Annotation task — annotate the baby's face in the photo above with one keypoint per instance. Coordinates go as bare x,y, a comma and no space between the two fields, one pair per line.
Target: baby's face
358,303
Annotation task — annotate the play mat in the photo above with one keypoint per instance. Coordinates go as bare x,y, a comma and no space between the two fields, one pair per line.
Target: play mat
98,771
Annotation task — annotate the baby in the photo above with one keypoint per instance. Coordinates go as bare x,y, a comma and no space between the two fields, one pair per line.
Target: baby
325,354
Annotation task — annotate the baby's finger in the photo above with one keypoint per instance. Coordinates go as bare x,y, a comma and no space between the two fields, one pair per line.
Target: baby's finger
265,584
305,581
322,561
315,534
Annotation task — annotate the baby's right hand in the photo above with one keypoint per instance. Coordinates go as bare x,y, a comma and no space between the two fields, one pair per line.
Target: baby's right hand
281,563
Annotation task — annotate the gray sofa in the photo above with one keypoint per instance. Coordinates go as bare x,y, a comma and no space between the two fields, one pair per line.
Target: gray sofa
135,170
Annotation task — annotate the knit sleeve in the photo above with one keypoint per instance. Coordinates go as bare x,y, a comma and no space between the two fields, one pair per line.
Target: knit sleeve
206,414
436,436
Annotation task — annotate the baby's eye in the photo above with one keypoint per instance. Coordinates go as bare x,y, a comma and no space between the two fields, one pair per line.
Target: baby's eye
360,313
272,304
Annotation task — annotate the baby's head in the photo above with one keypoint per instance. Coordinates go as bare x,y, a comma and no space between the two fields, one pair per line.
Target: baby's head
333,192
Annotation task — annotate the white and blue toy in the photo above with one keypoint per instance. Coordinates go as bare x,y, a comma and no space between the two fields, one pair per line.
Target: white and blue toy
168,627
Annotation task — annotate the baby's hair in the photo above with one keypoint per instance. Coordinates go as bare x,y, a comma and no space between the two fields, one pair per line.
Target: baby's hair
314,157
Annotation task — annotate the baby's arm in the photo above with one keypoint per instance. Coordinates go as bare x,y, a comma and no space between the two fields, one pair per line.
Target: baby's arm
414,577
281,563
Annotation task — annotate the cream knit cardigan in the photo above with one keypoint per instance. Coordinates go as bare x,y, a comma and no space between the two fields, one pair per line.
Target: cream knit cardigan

:: Task directions ::
Put every line of the items above into a Markdown table with the columns Row and Text. Number the rows in order and omit blank lines.

:: Full solution ::
| Row | Text |
|---|---|
| 1 | Annotation task — annotate the baby's face in the photo above with one keypoint per instance. Coordinates go as bare x,y, a comma and no space between the two fields, one pair per line. |
| 2 | Target: baby's face |
| 3 | 358,303 |
| 4 | Annotation task — annotate the play mat in the photo above with one keypoint per instance. Coordinates go as bare x,y, a comma and no space between the two fields, one pair per line. |
| 5 | Target: play mat |
| 6 | 98,771 |
| 7 | Annotation task — annotate the baby in the photo above with one keypoint per instance. Coordinates go as bare x,y, a comma and no space between the two fields, one pair per line. |
| 8 | Target: baby |
| 9 | 325,354 |
| 10 | Annotation task — annotate the baby's finger in the photo above with one keypoint per instance. Coordinates go as bare x,y, a comma and no space between the two fields, one pair per line. |
| 11 | Target: baby's finger |
| 12 | 265,584 |
| 13 | 305,581 |
| 14 | 322,561 |
| 15 | 315,534 |
| 16 | Annotation task — annotate the baby's right hand in the photo above with one keypoint per instance. Coordinates go as bare x,y, a comma and no space between the two fields, one pair per line. |
| 17 | Target: baby's right hand |
| 18 | 281,563 |
| 19 | Annotation task — annotate the gray sofa in the photo above with one keypoint per instance. Coordinates go as bare x,y, a comma and no space between the two fields, one pair per line. |
| 20 | Target: gray sofa |
| 21 | 135,170 |
| 22 | Annotation task — annotate the knit sleeve in the photo above with one keypoint per instance. Coordinates go as bare x,y, a comma and no space between the two fields, one pair per line. |
| 23 | Target: knit sleeve |
| 24 | 206,414 |
| 25 | 436,436 |
| 26 | Annotation task — annotate the baby's eye in the photo above with one keypoint per instance. Coordinates go as bare x,y, a comma and no space between the two fields, one pair per line. |
| 27 | Target: baby's eye |
| 28 | 360,313 |
| 29 | 272,304 |
| 30 | Annotation task — annotate the baby's head in the photo above with one keypoint per instance. Coordinates go as bare x,y, a comma and no space between the two fields, one pair per line. |
| 31 | Target: baby's head |
| 32 | 333,192 |
| 33 | Annotation task — annotate the white and blue toy in the photo above with one keypoint per instance. Coordinates go as bare x,y, a comma and no space between the two fields, one pair per line. |
| 34 | Target: white and blue toy |
| 35 | 168,627 |
| 36 | Annotation task — annotate the baby's hair in the photo above with one keypoint per instance. Coordinates go as bare x,y, a comma and no space between the two fields, one pair per line. |
| 37 | Target: baby's hair |
| 38 | 314,157 |
| 39 | Annotation task — annotate the baby's arm in the photo above with one keypoint per instance. Coordinates go as bare x,y, a comma and no space between the two fields, one pair per line. |
| 40 | Target: baby's arm |
| 41 | 414,577 |
| 42 | 281,563 |
| 43 | Annotation task — annotate the cream knit cardigan in the photo above with one keypoint per instance. Coordinates go as bare x,y, a comma and no space between the two fields, one pair per line. |
| 44 | Target: cream knit cardigan |